• _SOAL SINGKAT 1_: Menurut kutipan teks tentang kematian simbah, berapa lama simbah sakit?
• _SOAL SINGKAT 2_: Sebutkan semua tindakan yang dilakukan simbah setiap kali waktu shalat tiba saat sakit parah di akhir hidupnya, sesuai kutipan teks tentang kematian simbah.

• _KUTIPAN TEKS_:
※ ※ ※

Kematian mengajarkan pada saya banyak hal. Sore kemarin simbah saya meninggal dunia, awalnya tidak percaya – kemudian banyak ikhlasnya. Beliau sakit kurang lebih 3 bulan. Hanya 3 bulan. Selama muda sampai tahun terakhir simbah ada (beliau jarang sakit), begitu yang pernah saya lihat dan yang ibu saya saksikan. Simbah saya selalu menjaga kebersihan, dan solatnya. Dalam keadaan sakit pun, tiap kali mendengar adzan, bahkan sebelum adzan terdengar, simbah sudah siap dalam keadaan suci.
Di akhir hidup, dalam keadaan sakit parah, tiap kali waktu shalat, simbah saya refleks duduk, dan tayammum dengan debu di bantal dan langsung menunaikan hormat waktu shalat. Awalnya saya tidak yakin bahwa ibadah yang beliau pegang sejak dulu akan lebih berat timbangan amalnya karena simbah saya sangat keras, tegas pada keluarga dan orang lain. Pendapat yang beliau yakini tidak bisa dikalahkan oleh orang lain. Tapi alhamdulillah dugaan saya salah, simbah meninggal dalam keadaan baik. sangat baik. Allah pasti sangat sayang simbah dan memberikan ibrah pada saya dari kematian simbah.

※ ※ ※

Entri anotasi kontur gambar
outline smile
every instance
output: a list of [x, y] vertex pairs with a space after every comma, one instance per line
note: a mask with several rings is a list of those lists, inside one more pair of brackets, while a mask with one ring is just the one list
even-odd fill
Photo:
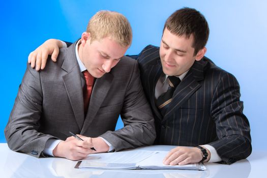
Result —
[[164, 62], [164, 65], [165, 65], [165, 66], [166, 67], [175, 67], [175, 65], [172, 65], [171, 64], [166, 63], [165, 61]]

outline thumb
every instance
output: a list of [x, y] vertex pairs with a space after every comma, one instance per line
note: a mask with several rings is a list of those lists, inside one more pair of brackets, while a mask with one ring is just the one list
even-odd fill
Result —
[[52, 59], [52, 61], [53, 61], [54, 62], [56, 62], [56, 58], [57, 58], [57, 56], [58, 55], [59, 53], [60, 50], [58, 48], [56, 48], [54, 49], [54, 51], [53, 51], [53, 53], [51, 55], [51, 58]]

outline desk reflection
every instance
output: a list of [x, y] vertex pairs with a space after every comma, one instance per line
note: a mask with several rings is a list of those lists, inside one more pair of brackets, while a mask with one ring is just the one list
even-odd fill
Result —
[[205, 164], [205, 171], [81, 169], [74, 168], [76, 163], [77, 161], [64, 158], [38, 159], [10, 151], [5, 164], [5, 175], [8, 177], [225, 178], [234, 175], [235, 177], [244, 178], [248, 177], [251, 171], [250, 163], [246, 159], [231, 165]]

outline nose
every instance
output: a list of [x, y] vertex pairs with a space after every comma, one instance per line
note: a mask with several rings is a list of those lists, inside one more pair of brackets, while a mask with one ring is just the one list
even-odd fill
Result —
[[112, 68], [113, 60], [106, 60], [102, 65], [102, 68], [106, 73], [110, 72], [110, 70]]
[[172, 58], [172, 52], [171, 50], [167, 50], [166, 51], [164, 61], [170, 61]]

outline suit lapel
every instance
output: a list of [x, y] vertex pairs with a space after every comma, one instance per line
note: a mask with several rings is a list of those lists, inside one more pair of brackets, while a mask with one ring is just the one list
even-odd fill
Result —
[[113, 78], [113, 76], [112, 74], [106, 73], [103, 77], [98, 78], [96, 80], [91, 94], [88, 111], [81, 134], [82, 134], [86, 132], [89, 125], [95, 118], [97, 113], [110, 88]]
[[201, 87], [201, 85], [198, 81], [203, 79], [203, 62], [202, 60], [200, 62], [195, 62], [185, 78], [175, 89], [172, 100], [162, 121], [166, 120], [169, 114], [172, 114], [176, 109], [179, 108]]
[[62, 68], [67, 72], [63, 76], [63, 81], [77, 123], [81, 130], [84, 121], [83, 95], [80, 68], [75, 52], [76, 43], [73, 43], [67, 49], [67, 54]]

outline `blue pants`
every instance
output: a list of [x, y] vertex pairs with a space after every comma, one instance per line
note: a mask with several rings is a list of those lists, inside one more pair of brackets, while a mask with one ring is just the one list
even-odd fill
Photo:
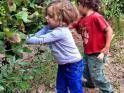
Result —
[[76, 63], [58, 65], [57, 93], [83, 93], [83, 67], [82, 60]]
[[[114, 93], [113, 87], [108, 81], [104, 73], [104, 64], [106, 61], [106, 56], [104, 60], [99, 60], [99, 54], [86, 55], [84, 59], [84, 74], [83, 76], [87, 79], [87, 85], [90, 87], [99, 87], [102, 93]], [[86, 86], [87, 87], [87, 86]]]

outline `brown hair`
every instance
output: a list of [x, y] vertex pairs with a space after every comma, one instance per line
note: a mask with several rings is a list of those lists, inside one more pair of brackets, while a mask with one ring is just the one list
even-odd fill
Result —
[[[48, 8], [52, 8], [51, 13]], [[78, 10], [72, 5], [69, 0], [56, 0], [51, 2], [46, 8], [46, 15], [49, 14], [55, 20], [60, 21], [60, 25], [69, 25], [76, 21], [79, 17]]]

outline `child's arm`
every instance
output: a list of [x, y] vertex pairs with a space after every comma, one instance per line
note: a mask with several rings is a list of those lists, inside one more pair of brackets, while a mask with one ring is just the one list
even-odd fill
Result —
[[61, 30], [54, 30], [44, 35], [40, 35], [40, 36], [34, 35], [32, 37], [28, 37], [27, 43], [31, 43], [31, 44], [50, 43], [50, 42], [60, 40], [63, 37], [64, 37], [64, 34]]
[[40, 36], [46, 34], [46, 32], [50, 29], [48, 25], [44, 26], [40, 31], [35, 33], [35, 35]]
[[106, 31], [106, 44], [105, 47], [101, 50], [101, 53], [109, 52], [109, 48], [112, 40], [112, 34], [113, 34], [112, 28], [109, 26], [105, 29], [105, 31]]
[[70, 24], [68, 27], [69, 27], [69, 29], [77, 29], [78, 28], [78, 22], [74, 22], [74, 23]]
[[[106, 31], [106, 45], [105, 47], [101, 50], [101, 53], [98, 55], [98, 59], [100, 60], [103, 60], [105, 54], [108, 54], [109, 53], [109, 49], [110, 49], [110, 44], [111, 44], [111, 40], [113, 39], [114, 37], [114, 34], [113, 34], [113, 30], [112, 28], [109, 26], [105, 29]], [[112, 35], [113, 34], [113, 35]]]

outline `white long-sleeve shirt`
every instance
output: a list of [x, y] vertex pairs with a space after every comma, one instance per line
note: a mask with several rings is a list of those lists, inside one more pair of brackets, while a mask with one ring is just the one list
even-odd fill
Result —
[[68, 27], [57, 27], [50, 30], [45, 26], [27, 39], [31, 44], [48, 43], [58, 64], [74, 63], [82, 59]]

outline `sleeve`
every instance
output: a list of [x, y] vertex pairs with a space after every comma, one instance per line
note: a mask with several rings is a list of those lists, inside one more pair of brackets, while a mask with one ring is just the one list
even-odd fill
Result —
[[103, 16], [96, 17], [95, 22], [100, 31], [105, 31], [105, 29], [110, 26], [109, 23], [103, 18]]
[[64, 38], [64, 33], [61, 30], [53, 30], [47, 34], [40, 35], [40, 36], [32, 36], [27, 38], [27, 43], [30, 44], [43, 44], [43, 43], [50, 43], [57, 40], [61, 40]]
[[49, 29], [50, 29], [50, 27], [48, 25], [46, 25], [40, 31], [35, 33], [35, 35], [40, 36], [40, 35], [46, 34]]

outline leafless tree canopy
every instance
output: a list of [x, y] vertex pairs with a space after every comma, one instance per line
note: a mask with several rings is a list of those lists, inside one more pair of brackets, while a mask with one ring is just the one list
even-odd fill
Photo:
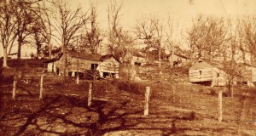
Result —
[[226, 33], [224, 18], [200, 15], [188, 31], [190, 49], [197, 57], [208, 60], [221, 56], [225, 49]]

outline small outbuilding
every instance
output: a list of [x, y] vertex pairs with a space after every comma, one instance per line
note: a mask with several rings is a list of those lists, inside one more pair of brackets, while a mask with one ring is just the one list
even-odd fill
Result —
[[194, 83], [206, 82], [212, 86], [226, 84], [227, 74], [218, 62], [199, 59], [189, 68], [189, 82]]
[[58, 75], [64, 74], [64, 67], [69, 76], [75, 76], [78, 73], [84, 73], [87, 70], [99, 71], [102, 77], [119, 78], [119, 60], [113, 54], [100, 55], [68, 51], [65, 65], [63, 54], [45, 61], [47, 71]]

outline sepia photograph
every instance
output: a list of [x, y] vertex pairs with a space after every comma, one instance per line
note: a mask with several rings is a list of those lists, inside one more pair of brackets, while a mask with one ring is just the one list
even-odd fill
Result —
[[0, 136], [176, 135], [256, 135], [256, 0], [0, 0]]

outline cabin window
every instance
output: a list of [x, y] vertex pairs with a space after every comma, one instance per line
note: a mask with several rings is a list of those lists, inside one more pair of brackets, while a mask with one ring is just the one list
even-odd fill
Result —
[[99, 65], [97, 64], [91, 64], [90, 70], [96, 70]]
[[201, 78], [201, 71], [199, 71], [199, 78]]

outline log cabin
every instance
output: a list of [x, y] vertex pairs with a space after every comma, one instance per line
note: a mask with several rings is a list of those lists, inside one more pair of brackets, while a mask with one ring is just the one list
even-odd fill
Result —
[[204, 60], [196, 60], [189, 68], [189, 82], [194, 83], [207, 83], [212, 86], [224, 86], [226, 73], [218, 62]]
[[234, 84], [245, 82], [248, 87], [255, 86], [256, 63], [252, 63], [252, 65], [235, 63], [233, 65], [235, 71], [232, 73], [229, 71], [229, 67], [230, 67], [230, 61], [220, 63], [199, 59], [189, 68], [189, 82], [207, 82], [212, 86], [224, 86], [228, 82], [228, 77], [233, 75]]
[[64, 74], [64, 66], [66, 66], [67, 76], [75, 76], [78, 73], [83, 74], [87, 70], [97, 70], [102, 77], [119, 78], [119, 60], [113, 54], [99, 55], [68, 51], [66, 65], [62, 54], [45, 61], [47, 71], [61, 76]]

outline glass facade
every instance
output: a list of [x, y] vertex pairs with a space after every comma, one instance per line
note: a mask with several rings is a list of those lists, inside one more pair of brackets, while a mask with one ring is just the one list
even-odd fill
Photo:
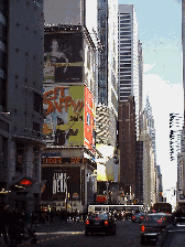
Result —
[[0, 111], [6, 111], [7, 108], [8, 4], [8, 0], [0, 0]]
[[[134, 96], [137, 139], [139, 138], [139, 65], [138, 65], [138, 21], [133, 4], [118, 8], [118, 78], [119, 101]], [[130, 85], [128, 89], [128, 85]]]

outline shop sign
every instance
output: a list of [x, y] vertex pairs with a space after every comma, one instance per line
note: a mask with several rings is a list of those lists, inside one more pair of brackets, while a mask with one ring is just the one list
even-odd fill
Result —
[[42, 164], [66, 164], [66, 163], [73, 163], [73, 164], [79, 164], [79, 163], [86, 163], [87, 158], [81, 157], [75, 157], [75, 158], [62, 158], [62, 157], [47, 157], [42, 158]]

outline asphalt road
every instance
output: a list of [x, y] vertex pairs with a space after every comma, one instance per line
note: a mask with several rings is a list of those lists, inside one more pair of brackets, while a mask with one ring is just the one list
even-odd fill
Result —
[[[96, 234], [85, 236], [84, 223], [52, 223], [37, 226], [37, 244], [30, 244], [30, 239], [22, 243], [23, 246], [59, 246], [59, 247], [141, 247], [140, 245], [140, 224], [131, 221], [117, 222], [116, 236]], [[2, 237], [1, 237], [2, 239]], [[3, 245], [0, 245], [3, 246]], [[155, 246], [153, 243], [145, 247]]]

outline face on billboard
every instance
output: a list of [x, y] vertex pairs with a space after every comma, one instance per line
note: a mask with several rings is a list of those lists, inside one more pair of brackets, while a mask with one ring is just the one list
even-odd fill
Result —
[[44, 83], [83, 80], [83, 33], [44, 35]]
[[44, 87], [43, 135], [52, 146], [84, 144], [84, 86]]

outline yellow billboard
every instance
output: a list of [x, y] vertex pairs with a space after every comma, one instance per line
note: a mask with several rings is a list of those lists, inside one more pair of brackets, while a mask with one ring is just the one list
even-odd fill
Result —
[[84, 144], [84, 86], [44, 86], [43, 135], [47, 144]]

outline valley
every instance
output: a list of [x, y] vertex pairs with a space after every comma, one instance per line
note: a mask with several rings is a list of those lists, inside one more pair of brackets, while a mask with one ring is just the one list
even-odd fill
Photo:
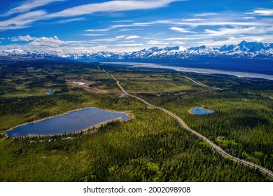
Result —
[[[272, 181], [257, 169], [222, 157], [153, 106], [176, 114], [227, 153], [272, 171], [272, 99], [260, 96], [272, 94], [271, 80], [103, 63], [0, 66], [2, 181]], [[115, 79], [130, 96], [120, 97]], [[90, 81], [92, 88], [107, 92], [90, 92], [68, 81]], [[46, 94], [51, 89], [56, 93]], [[201, 105], [215, 112], [188, 112]], [[133, 118], [108, 122], [92, 134], [12, 139], [5, 134], [20, 124], [90, 106], [125, 111]], [[74, 139], [63, 139], [67, 137]]]

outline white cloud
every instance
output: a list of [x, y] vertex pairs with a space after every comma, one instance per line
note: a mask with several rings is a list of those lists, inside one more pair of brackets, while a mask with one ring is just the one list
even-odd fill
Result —
[[29, 45], [34, 47], [59, 47], [59, 44], [64, 44], [64, 41], [59, 40], [56, 36], [54, 37], [39, 37], [34, 38]]
[[125, 39], [131, 39], [131, 38], [140, 38], [139, 36], [129, 36], [125, 37]]
[[180, 27], [172, 27], [169, 28], [171, 30], [179, 32], [179, 33], [190, 33], [190, 31]]
[[148, 45], [168, 45], [169, 42], [162, 42], [157, 40], [150, 40], [150, 41], [147, 42]]
[[115, 38], [125, 38], [125, 36], [116, 36]]
[[74, 21], [80, 21], [85, 20], [85, 18], [72, 18], [72, 19], [67, 19], [67, 20], [62, 20], [56, 22], [55, 23], [67, 23]]
[[190, 37], [170, 37], [167, 38], [164, 38], [164, 40], [169, 40], [169, 41], [174, 41], [174, 40], [192, 40], [195, 39], [195, 38], [190, 38]]
[[45, 11], [38, 10], [21, 14], [13, 18], [0, 21], [0, 30], [27, 27], [29, 24], [41, 20], [46, 15], [46, 13]]
[[111, 1], [103, 3], [90, 4], [75, 6], [62, 11], [48, 15], [49, 18], [76, 16], [98, 12], [117, 12], [133, 10], [146, 10], [164, 7], [177, 0], [151, 1]]
[[246, 14], [253, 14], [259, 15], [273, 15], [273, 9], [258, 9], [255, 10], [251, 13], [246, 13]]
[[205, 29], [209, 36], [223, 36], [237, 34], [261, 34], [273, 32], [273, 27], [250, 27], [247, 28], [220, 28], [217, 30]]
[[203, 17], [203, 16], [211, 16], [211, 15], [216, 15], [217, 13], [197, 13], [195, 14], [195, 17]]
[[34, 38], [36, 38], [36, 37], [31, 37], [29, 35], [26, 35], [24, 36], [19, 36], [17, 37], [13, 37], [10, 39], [12, 41], [29, 41], [34, 40]]
[[132, 22], [132, 20], [115, 20], [113, 22]]
[[40, 7], [55, 1], [62, 1], [65, 0], [29, 0], [23, 1], [20, 6], [12, 8], [8, 12], [2, 14], [2, 16], [7, 16], [15, 13], [22, 13], [27, 12], [33, 8]]
[[82, 34], [83, 36], [105, 36], [108, 35], [106, 34]]
[[[111, 45], [112, 46], [112, 45]], [[114, 44], [113, 46], [143, 46], [142, 43], [118, 43], [118, 44]]]

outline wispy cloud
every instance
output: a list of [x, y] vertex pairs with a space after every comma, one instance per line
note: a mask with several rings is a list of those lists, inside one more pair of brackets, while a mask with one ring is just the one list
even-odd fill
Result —
[[147, 10], [164, 7], [178, 0], [151, 1], [111, 1], [104, 3], [90, 4], [75, 6], [62, 11], [51, 13], [48, 18], [76, 16], [99, 12], [117, 12], [133, 10]]
[[29, 45], [34, 47], [59, 47], [59, 44], [64, 44], [64, 41], [61, 41], [56, 36], [53, 37], [39, 37], [35, 38], [31, 42], [29, 43]]
[[125, 39], [131, 39], [131, 38], [140, 38], [139, 36], [129, 36], [125, 37]]
[[35, 38], [36, 37], [31, 37], [29, 35], [26, 35], [26, 36], [19, 36], [17, 37], [13, 37], [10, 39], [12, 41], [29, 41]]
[[177, 32], [179, 32], [179, 33], [190, 33], [190, 31], [188, 31], [183, 28], [181, 28], [181, 27], [172, 27], [171, 28], [169, 28], [171, 30], [173, 30], [173, 31], [177, 31]]
[[59, 20], [57, 21], [55, 23], [67, 23], [67, 22], [75, 22], [75, 21], [80, 21], [83, 20], [85, 20], [85, 18], [76, 18]]
[[0, 21], [0, 30], [25, 28], [33, 22], [42, 20], [46, 15], [46, 13], [45, 11], [37, 10], [23, 13], [10, 19]]
[[148, 45], [168, 45], [169, 42], [162, 42], [158, 40], [150, 40], [147, 42]]
[[253, 14], [259, 15], [273, 15], [273, 9], [258, 9], [251, 13], [246, 13], [246, 14]]
[[250, 27], [247, 28], [220, 28], [216, 30], [205, 29], [205, 33], [209, 36], [223, 36], [237, 34], [261, 34], [273, 32], [273, 27]]
[[211, 15], [216, 15], [218, 14], [215, 13], [197, 13], [195, 14], [194, 15], [195, 17], [203, 17], [203, 16], [211, 16]]
[[8, 16], [15, 13], [22, 13], [27, 12], [33, 8], [45, 6], [55, 1], [62, 1], [66, 0], [29, 0], [23, 1], [20, 6], [12, 8], [1, 16]]

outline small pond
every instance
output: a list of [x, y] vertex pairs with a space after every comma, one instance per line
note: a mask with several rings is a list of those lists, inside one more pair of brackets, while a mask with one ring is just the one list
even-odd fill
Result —
[[55, 91], [54, 90], [48, 90], [47, 92], [46, 92], [46, 94], [52, 94], [55, 92]]
[[126, 94], [125, 93], [122, 93], [120, 95], [120, 97], [126, 97]]
[[209, 113], [213, 113], [214, 112], [211, 110], [202, 108], [201, 107], [193, 108], [191, 111], [194, 114], [197, 114], [197, 115], [209, 114]]
[[10, 136], [64, 134], [78, 132], [115, 119], [127, 120], [130, 118], [124, 112], [112, 112], [96, 108], [85, 108], [20, 125], [6, 133]]

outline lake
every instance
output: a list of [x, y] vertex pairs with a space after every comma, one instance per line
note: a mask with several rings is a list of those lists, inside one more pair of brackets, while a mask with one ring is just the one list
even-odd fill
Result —
[[11, 137], [27, 135], [56, 135], [78, 132], [115, 119], [130, 118], [124, 112], [112, 112], [96, 108], [85, 108], [64, 115], [20, 125], [8, 131]]
[[211, 110], [204, 109], [204, 108], [202, 108], [201, 107], [195, 107], [195, 108], [192, 108], [192, 112], [194, 114], [197, 114], [197, 115], [204, 115], [204, 114], [209, 114], [209, 113], [214, 113], [214, 111]]
[[46, 94], [52, 94], [55, 92], [55, 91], [54, 90], [48, 90], [47, 92], [46, 92]]

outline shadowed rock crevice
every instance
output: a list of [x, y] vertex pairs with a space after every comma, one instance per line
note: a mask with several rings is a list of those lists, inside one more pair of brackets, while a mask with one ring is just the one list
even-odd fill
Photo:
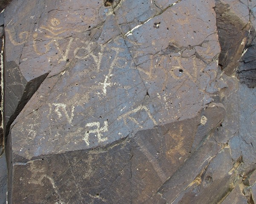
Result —
[[237, 70], [239, 81], [249, 88], [256, 87], [256, 32], [251, 31], [252, 42], [248, 42]]
[[216, 25], [221, 49], [219, 63], [225, 74], [231, 76], [236, 73], [251, 26], [229, 4], [221, 0], [215, 1]]
[[49, 73], [27, 82], [14, 62], [6, 62], [5, 67], [4, 74], [6, 94], [4, 97], [5, 100], [8, 101], [4, 105], [6, 140], [11, 125]]

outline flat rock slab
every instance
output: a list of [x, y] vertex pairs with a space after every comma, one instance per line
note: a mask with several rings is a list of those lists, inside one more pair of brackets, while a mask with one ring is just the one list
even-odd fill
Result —
[[9, 203], [160, 203], [158, 189], [223, 119], [220, 104], [209, 105], [219, 118], [201, 114], [220, 52], [214, 1], [154, 2], [6, 8]]

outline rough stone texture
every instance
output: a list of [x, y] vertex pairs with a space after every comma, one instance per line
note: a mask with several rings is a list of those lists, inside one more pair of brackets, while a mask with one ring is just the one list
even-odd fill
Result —
[[244, 17], [225, 3], [216, 0], [215, 10], [221, 50], [219, 64], [225, 74], [231, 76], [236, 72], [252, 28]]
[[0, 156], [0, 204], [5, 204], [6, 201], [7, 189], [7, 168], [5, 153]]
[[13, 1], [8, 203], [256, 201], [244, 1]]

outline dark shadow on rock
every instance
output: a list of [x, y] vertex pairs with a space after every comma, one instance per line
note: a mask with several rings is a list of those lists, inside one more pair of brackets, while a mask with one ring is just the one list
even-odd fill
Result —
[[221, 48], [219, 63], [224, 73], [231, 76], [236, 71], [251, 26], [229, 4], [221, 0], [215, 1], [216, 25]]
[[253, 40], [242, 57], [237, 76], [241, 82], [249, 88], [254, 88], [256, 87], [256, 32], [253, 29], [250, 35], [253, 36]]
[[27, 82], [14, 62], [6, 62], [5, 67], [3, 74], [6, 94], [4, 96], [4, 118], [6, 140], [12, 123], [49, 73]]

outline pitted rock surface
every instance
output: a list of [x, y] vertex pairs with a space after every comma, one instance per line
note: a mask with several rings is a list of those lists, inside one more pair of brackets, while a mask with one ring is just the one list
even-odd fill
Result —
[[8, 203], [253, 203], [256, 3], [13, 1]]

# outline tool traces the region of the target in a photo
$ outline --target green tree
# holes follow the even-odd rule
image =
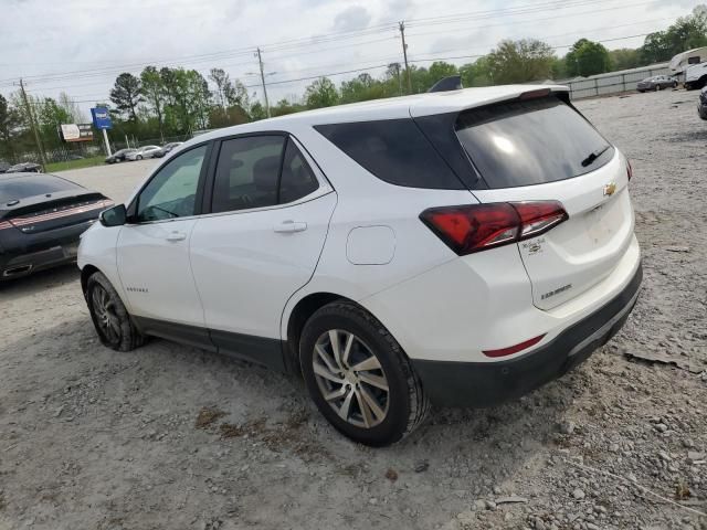
[[[461,66],[460,74],[462,75],[462,85],[466,87],[488,86],[492,84],[490,63],[487,56]]]
[[[283,98],[271,107],[271,113],[273,116],[285,116],[287,114],[299,113],[305,109],[306,107],[304,105]]]
[[[229,74],[223,68],[211,68],[209,72],[209,78],[217,85],[217,89],[213,92],[213,97],[217,100],[217,105],[223,110],[223,115],[226,114],[229,102],[226,100],[226,94],[231,86],[231,80]]]
[[[444,61],[435,61],[430,65],[428,70],[428,89],[431,88],[437,81],[452,75],[458,75],[458,68]]]
[[[0,157],[14,159],[14,139],[20,132],[21,125],[20,112],[0,94]]]
[[[488,56],[494,84],[545,81],[552,74],[555,52],[542,41],[524,39],[502,41]]]
[[[630,70],[641,66],[641,55],[639,50],[621,47],[609,52],[613,70]]]
[[[253,121],[258,121],[261,119],[265,119],[267,115],[265,114],[265,107],[261,102],[255,102],[251,105],[251,119]]]
[[[118,75],[110,89],[110,100],[128,119],[137,121],[137,107],[145,100],[140,80],[129,73]]]
[[[305,89],[307,108],[330,107],[339,103],[336,85],[328,77],[319,77]]]
[[[251,98],[247,95],[247,88],[240,80],[234,80],[226,85],[225,102],[229,107],[241,107],[247,113],[251,106]]]
[[[36,108],[36,120],[39,121],[38,125],[42,144],[46,149],[57,148],[62,145],[62,139],[59,136],[62,124],[78,123],[66,108],[59,105],[56,100],[51,97],[45,98],[34,108]]]
[[[381,81],[374,80],[370,74],[363,73],[350,81],[341,83],[340,103],[367,102],[386,96],[386,87]]]
[[[155,66],[146,66],[140,73],[143,96],[157,117],[160,138],[165,138],[165,84]]]
[[[701,46],[707,46],[707,7],[704,4],[677,19],[665,31],[646,35],[641,61],[644,64],[669,61],[680,52]]]
[[[572,77],[603,74],[611,70],[609,50],[599,42],[580,39],[564,56],[564,66]]]

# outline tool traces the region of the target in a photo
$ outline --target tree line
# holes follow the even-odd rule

※ ※ ※

• _PENYELESAIAN SOAL 1_: Kurang lebih 3 bulan.

• _PENYELESAIAN SOAL 2_:
- Refleks duduk
- Tayammum dengan debu di bantal
- Langsung menunaikan hormat waktu shalat